_SOURCE MATERIAL_

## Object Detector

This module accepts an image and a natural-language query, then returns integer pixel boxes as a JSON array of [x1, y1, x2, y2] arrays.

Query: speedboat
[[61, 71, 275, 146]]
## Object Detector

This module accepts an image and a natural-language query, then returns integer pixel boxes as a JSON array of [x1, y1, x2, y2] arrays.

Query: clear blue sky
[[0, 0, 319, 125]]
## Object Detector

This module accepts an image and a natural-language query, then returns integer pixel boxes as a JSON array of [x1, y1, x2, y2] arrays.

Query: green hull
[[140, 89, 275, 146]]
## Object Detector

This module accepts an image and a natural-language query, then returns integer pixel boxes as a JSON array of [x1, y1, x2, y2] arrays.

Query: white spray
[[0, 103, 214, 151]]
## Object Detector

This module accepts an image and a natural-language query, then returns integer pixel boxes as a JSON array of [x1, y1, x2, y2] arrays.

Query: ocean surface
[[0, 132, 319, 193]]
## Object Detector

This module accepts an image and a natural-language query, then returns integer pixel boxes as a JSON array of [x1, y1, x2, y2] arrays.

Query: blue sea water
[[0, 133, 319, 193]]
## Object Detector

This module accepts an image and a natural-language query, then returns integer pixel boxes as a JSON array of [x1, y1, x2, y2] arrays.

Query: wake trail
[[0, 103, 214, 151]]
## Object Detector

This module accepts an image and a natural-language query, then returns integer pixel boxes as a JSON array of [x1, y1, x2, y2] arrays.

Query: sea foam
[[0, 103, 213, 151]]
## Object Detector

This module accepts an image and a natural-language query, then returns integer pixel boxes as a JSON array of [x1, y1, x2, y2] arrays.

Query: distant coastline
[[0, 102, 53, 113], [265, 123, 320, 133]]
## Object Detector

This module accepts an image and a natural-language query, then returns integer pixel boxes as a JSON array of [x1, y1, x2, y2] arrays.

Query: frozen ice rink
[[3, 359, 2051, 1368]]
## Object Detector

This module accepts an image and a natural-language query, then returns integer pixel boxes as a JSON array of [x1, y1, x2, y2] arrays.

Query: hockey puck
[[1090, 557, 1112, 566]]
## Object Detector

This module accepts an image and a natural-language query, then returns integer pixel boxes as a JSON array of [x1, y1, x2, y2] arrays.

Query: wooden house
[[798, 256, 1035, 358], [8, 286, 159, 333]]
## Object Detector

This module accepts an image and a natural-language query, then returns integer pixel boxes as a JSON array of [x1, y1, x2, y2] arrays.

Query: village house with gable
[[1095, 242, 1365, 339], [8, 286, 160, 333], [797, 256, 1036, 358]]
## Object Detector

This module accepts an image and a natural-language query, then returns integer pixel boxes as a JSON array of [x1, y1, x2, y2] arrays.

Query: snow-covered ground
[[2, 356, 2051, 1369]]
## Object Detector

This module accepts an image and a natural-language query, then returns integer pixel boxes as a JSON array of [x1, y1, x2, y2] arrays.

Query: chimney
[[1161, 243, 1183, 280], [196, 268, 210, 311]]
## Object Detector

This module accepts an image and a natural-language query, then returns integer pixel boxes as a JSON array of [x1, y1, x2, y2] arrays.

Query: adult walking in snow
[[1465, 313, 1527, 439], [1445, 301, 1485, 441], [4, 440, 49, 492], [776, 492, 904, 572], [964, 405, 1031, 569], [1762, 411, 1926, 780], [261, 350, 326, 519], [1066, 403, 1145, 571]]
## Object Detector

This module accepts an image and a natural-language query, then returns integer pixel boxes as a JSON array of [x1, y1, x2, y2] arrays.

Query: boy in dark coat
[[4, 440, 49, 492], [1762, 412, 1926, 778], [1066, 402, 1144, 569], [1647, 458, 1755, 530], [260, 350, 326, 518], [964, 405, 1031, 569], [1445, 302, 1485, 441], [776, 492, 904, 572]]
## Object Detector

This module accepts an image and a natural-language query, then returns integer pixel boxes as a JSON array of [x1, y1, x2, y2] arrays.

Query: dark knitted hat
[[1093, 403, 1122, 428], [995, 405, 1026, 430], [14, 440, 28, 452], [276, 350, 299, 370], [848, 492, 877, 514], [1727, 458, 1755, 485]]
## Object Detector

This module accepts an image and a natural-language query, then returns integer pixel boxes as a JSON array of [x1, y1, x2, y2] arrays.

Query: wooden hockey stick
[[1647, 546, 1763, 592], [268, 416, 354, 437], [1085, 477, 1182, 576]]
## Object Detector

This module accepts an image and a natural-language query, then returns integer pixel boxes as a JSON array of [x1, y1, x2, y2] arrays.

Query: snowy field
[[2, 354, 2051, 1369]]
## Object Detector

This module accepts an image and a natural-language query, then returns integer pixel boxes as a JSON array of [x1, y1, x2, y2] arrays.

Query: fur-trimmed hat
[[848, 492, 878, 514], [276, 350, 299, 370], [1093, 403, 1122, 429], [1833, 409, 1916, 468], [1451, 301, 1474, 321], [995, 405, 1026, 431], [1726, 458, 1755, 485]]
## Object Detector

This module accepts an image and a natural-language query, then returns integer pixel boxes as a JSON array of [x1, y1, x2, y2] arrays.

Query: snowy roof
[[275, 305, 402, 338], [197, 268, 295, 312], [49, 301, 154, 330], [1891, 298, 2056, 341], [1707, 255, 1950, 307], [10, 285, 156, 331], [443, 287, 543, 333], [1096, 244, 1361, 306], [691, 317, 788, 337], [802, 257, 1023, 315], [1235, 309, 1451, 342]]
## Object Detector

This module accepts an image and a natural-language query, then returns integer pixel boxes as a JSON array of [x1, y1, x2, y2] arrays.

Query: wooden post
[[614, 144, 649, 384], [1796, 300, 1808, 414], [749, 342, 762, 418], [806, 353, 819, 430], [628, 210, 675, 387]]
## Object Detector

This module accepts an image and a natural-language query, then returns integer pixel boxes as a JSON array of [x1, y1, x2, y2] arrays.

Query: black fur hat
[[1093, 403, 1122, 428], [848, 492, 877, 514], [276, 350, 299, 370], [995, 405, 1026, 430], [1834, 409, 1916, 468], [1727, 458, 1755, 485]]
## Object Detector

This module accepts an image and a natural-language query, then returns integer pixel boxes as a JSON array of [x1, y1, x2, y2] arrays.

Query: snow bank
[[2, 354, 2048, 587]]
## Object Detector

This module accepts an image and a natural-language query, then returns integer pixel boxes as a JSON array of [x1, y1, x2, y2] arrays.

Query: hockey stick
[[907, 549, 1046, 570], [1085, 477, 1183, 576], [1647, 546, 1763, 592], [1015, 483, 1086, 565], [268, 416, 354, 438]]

_WHAT YOU ARE ASKED TO DO_
Above are the records; restate each one exactly.

_SOLUTION TO THE EXERCISE_
## Object Detector

This module accepts an image and a natural-language query, then returns integer pixel boxes as a JSON array of [x1, y1, x2, y2] arrays.

Query: speedboat
[[61, 71, 275, 146]]
## Object Detector

This module accepts an image and a natural-language query, then returns integer pixel boxes as a JSON array of [x1, y1, x2, y2] arrays.

Query: clear blue sky
[[0, 0, 319, 125]]
## Object Detector

This module accepts an image and a natural-language query, then returns integer pixel boxes as a JSON array of [x1, y1, x2, y2] arrays.

Query: green hull
[[140, 89, 275, 146]]
## Object Detector

This module accepts an image and a natural-language query, then returns integer pixel boxes as a JSON array of [x1, y1, x2, y2] arrays.

Query: white spray
[[0, 103, 214, 151]]
## Object Detector

This module accepts an image and a natural-language query, then returns integer pixel boxes as a JSON array of [x1, y1, x2, y2] arrays.

Query: ocean surface
[[0, 132, 319, 193]]
## Object Detector

This module accepts an image and a natural-language query, then returns integer pixel boxes as a JSON array of [x1, y1, x2, y2] arrays.

Query: blue sea water
[[0, 133, 319, 193]]
## Object Detector

This module accepts an image and a natural-language query, then returns integer pixel boxes as a JSON array of [x1, y1, x2, y2] arrays.

Query: wake trail
[[0, 103, 214, 151]]
## Object Detector

This module accepts an image and a natural-language query, then returns integer pixel boxes as a JSON array of [x1, y1, x2, y2] arrays.

Query: sea foam
[[0, 103, 213, 151]]
## Object Detector

This module accepts an image and a natural-language query, then returns integer pixel boxes as a JSON array of [x1, y1, x2, y2] arrays.

Query: distant coastline
[[0, 102, 53, 113], [265, 123, 320, 133]]
## Object Detector

This module accepts an image and a natural-language query, then returns integer pixel boxes as a JSON array of [x1, y1, x2, y2] arrays.

Query: frozen ice rink
[[3, 359, 2051, 1368]]
## Object Detector

This module accepts an image and a natural-language query, then returns integer pixel boxes as a JSON array of [x1, y1, x2, y2] arrays.

Query: hockey puck
[[1090, 557, 1112, 566]]
## Object Detector

This module accepts an image and a natural-language query, then returns integer pixel boxes as a JSON array of [x1, y1, x2, y2] arrays.

Query: wooden house
[[798, 256, 1035, 358], [8, 286, 159, 333]]
## Object Detector

This module accepts an image and a natural-language query, then returns integer pixel boxes as a JSON array of [x1, y1, x2, y2] arrays.

Query: village house with gable
[[1095, 242, 1365, 339], [8, 286, 160, 333], [797, 256, 1036, 358]]
## Object Detector

This module accepts an image and a natural-language query, then returns integer pixel boxes as a JSON array of [x1, y1, x2, y2] arrays.

Query: snow-covered ground
[[2, 356, 2051, 1369]]
## Object Detector

This module accepts an image and a natural-language query, then returns integer pixel boxes as a JSON array of [x1, y1, x2, y2] arrays.

Query: chimney
[[1161, 243, 1183, 280], [196, 268, 210, 311]]
## Object Detector

This module accepts an image and a natural-language query, then returns integer pixel boxes as a JSON array of [x1, y1, x2, y2] arrays.

Query: adult walking in snow
[[1465, 313, 1527, 439], [1445, 301, 1485, 441], [4, 440, 49, 492], [776, 492, 904, 572], [964, 405, 1031, 569], [1762, 411, 1926, 780], [261, 350, 326, 519], [1066, 403, 1145, 571]]
## Object Detector

This module accepts an image and a natural-language query, then returns integer pixel boxes as a JSON array of [x1, y1, x2, y2] arrays.

Query: boy in dark coat
[[4, 440, 49, 492], [1762, 412, 1926, 778], [1066, 402, 1144, 569], [1647, 458, 1755, 530], [260, 350, 326, 518], [964, 405, 1031, 569], [1445, 302, 1485, 441], [776, 492, 904, 572]]
## Object Detector

This module accepts an image and a natural-language query, then returns integer pixel boxes as a JSON array of [x1, y1, x2, y2] arrays.

Query: dark knitted hat
[[1093, 403, 1122, 428], [995, 405, 1026, 430], [14, 440, 28, 452], [276, 350, 299, 370], [848, 492, 877, 514], [1727, 458, 1755, 485]]
## Object Detector

This module accepts an image and a natural-language query, then returns integer pixel boxes as a JSON array of [x1, y1, x2, y2] arrays.

Query: wooden hockey stick
[[1647, 546, 1763, 592], [268, 416, 354, 437], [1085, 477, 1182, 576]]
## Object Detector

This module accepts an image and a natural-language query, then returns integer pixel boxes as a JSON array of [x1, y1, x2, y2] arrays.

Query: snowy field
[[2, 354, 2051, 1369]]
## Object Detector

This module accepts an image and a natural-language query, then returns integer pixel boxes as a JSON array of [x1, y1, x2, y2] arrays.

Query: fur-trimmed hat
[[848, 492, 878, 514], [276, 350, 299, 370], [1093, 403, 1122, 429], [1833, 409, 1916, 468], [1451, 301, 1474, 321], [995, 405, 1026, 431], [1726, 458, 1755, 485]]
## Object Detector

This module accepts an image and a natural-language query, then returns integer pixel boxes as a JSON array of [x1, y1, x2, y2] arrays.

Query: snowy roof
[[275, 305, 402, 338], [197, 268, 295, 312], [49, 301, 154, 330], [1891, 298, 2056, 341], [1707, 255, 1950, 307], [10, 285, 156, 331], [443, 287, 543, 333], [1096, 244, 1361, 306], [691, 317, 788, 337], [802, 257, 1023, 315], [1235, 309, 1451, 342]]
## Object Detector

This module accepts an image and a natural-language query, then returns integer pixel boxes as a JSON array of [x1, y1, x2, y2] arrays.

Query: wooden post
[[614, 144, 649, 384], [1796, 300, 1808, 414], [749, 342, 762, 418], [806, 353, 819, 430], [628, 210, 675, 387]]
## Object Detector

This module accepts an image and a natural-language query, then returns integer pixel boxes as a JSON array of [x1, y1, x2, y2] arrays.

Query: black fur hat
[[1093, 403, 1122, 428], [848, 492, 877, 514], [276, 350, 299, 370], [995, 405, 1026, 430], [1834, 409, 1916, 468], [1727, 458, 1755, 485]]
## Object Detector

This module accepts an image and a natural-language query, then returns integer pixel boxes as a JSON array of [x1, y1, x2, y2] arrays.

Query: snow bank
[[2, 354, 2048, 587]]
## Object Detector

This module accepts an image and a natural-language query, then returns integer pixel boxes as a JSON array of [x1, y1, x2, y2] arrays.

Query: hockey stick
[[907, 549, 1046, 570], [1085, 477, 1183, 576], [1647, 546, 1763, 592], [1015, 483, 1086, 565], [268, 416, 354, 438]]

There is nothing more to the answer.